Task details –
Repeat all of the material exactly as given.

Dataset rows –
========

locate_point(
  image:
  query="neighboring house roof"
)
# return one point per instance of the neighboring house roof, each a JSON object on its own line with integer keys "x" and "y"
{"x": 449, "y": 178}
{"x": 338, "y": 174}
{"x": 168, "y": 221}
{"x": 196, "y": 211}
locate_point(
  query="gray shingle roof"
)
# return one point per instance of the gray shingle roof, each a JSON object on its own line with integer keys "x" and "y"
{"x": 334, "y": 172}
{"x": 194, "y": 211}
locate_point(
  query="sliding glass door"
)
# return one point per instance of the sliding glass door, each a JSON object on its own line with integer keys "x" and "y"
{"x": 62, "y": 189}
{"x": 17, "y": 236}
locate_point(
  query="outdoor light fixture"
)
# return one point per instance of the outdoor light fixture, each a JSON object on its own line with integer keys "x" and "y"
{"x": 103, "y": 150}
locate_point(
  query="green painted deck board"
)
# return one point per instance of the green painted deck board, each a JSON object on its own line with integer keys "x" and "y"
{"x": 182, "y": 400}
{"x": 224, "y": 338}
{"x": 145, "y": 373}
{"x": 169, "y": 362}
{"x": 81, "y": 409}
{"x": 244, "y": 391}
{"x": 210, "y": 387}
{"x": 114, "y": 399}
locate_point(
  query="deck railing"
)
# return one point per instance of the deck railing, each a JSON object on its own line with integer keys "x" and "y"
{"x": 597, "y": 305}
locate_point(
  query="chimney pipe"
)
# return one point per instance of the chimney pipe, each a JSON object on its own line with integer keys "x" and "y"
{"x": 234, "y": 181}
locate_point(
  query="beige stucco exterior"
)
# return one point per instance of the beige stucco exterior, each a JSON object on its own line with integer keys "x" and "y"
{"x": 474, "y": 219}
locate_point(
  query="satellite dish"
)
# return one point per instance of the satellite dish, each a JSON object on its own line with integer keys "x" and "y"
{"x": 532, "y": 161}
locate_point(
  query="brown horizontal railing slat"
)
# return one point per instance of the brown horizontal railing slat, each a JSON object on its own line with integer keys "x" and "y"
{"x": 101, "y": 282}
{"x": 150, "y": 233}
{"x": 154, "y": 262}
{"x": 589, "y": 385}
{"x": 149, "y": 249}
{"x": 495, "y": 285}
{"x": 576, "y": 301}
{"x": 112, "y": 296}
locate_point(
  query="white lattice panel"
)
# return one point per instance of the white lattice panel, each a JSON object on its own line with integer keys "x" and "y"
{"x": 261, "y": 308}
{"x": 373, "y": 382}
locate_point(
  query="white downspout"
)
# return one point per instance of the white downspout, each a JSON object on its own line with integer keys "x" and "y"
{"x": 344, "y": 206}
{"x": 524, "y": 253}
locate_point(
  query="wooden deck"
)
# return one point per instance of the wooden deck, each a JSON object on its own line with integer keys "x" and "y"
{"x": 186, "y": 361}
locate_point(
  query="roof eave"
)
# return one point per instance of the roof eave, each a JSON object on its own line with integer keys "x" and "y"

========

Solution –
locate_point(
  image:
  query="neighboring house roof"
)
# return one point per instance of the neighboring house roof, each a JSON object on its own line with integer keys "x" and "y"
{"x": 449, "y": 178}
{"x": 338, "y": 174}
{"x": 168, "y": 221}
{"x": 196, "y": 211}
locate_point(
  query="gray shingle roof"
)
# return one point per instance of the gray shingle roof, each a JSON object on its own line with integer keys "x" and "y"
{"x": 334, "y": 172}
{"x": 194, "y": 211}
locate_point(
  query="sliding glass door"
)
# return one point per instance of the sliding glass door, each a JSON object on its own line with integer keys "x" and "y"
{"x": 62, "y": 189}
{"x": 17, "y": 236}
locate_point(
  query="outdoor light fixture"
)
# return one point per instance of the outdoor light fixture, each a JSON object on its own line with integer keys "x" and "y"
{"x": 103, "y": 150}
locate_point(
  query="green painted deck board"
)
# return one point per instance of the green painted deck board, each a JSON object on its own line with integer keys "x" and "y"
{"x": 182, "y": 400}
{"x": 224, "y": 338}
{"x": 145, "y": 373}
{"x": 169, "y": 362}
{"x": 81, "y": 409}
{"x": 244, "y": 391}
{"x": 210, "y": 387}
{"x": 114, "y": 399}
locate_point(
  query="deck railing"
)
# return one point per instance of the deck railing, each a JSON object on its own line with integer keys "x" and "y"
{"x": 597, "y": 305}
locate_point(
  query="chimney pipe"
)
# return one point per instance of the chimney pipe, each a JSON object on its own line with integer keys "x" and "y"
{"x": 234, "y": 181}
locate_point(
  query="beige stucco exterior"
)
# return one point per instance of the beige stucco exterior, each a JSON object on its own line with integer keys "x" and "y"
{"x": 474, "y": 219}
locate_point(
  query="satellite dish"
)
# return one point per instance of the satellite dish, each a JSON object on its own line with integer keys "x" and "y"
{"x": 532, "y": 161}
locate_point(
  query="brown horizontal railing slat"
)
# return one point per instance of the brown horizontal railing slat, each a JSON object on its own line with integer keys "x" and "y"
{"x": 101, "y": 282}
{"x": 150, "y": 233}
{"x": 154, "y": 262}
{"x": 589, "y": 385}
{"x": 149, "y": 249}
{"x": 495, "y": 285}
{"x": 576, "y": 301}
{"x": 112, "y": 296}
locate_point(
  query="white lattice panel"
)
# return one point per instance of the white lattice panel, each a JSON object on its own line with integer keys "x" and "y"
{"x": 261, "y": 308}
{"x": 373, "y": 382}
locate_point(
  query="white downspout"
)
# return one point per instance of the white downspout, each a JSON object on its own line with integer keys "x" and "y"
{"x": 344, "y": 206}
{"x": 524, "y": 253}
locate_point(
  query="wooden deck"
)
# return one point per instance of the wooden deck, each a JSON object on its own line with integer keys "x" and "y"
{"x": 186, "y": 361}
locate_point(
  query="roof eave"
)
# return one point per instance of the roof eave, each a JSON object on its own line with integer keys "x" and "y"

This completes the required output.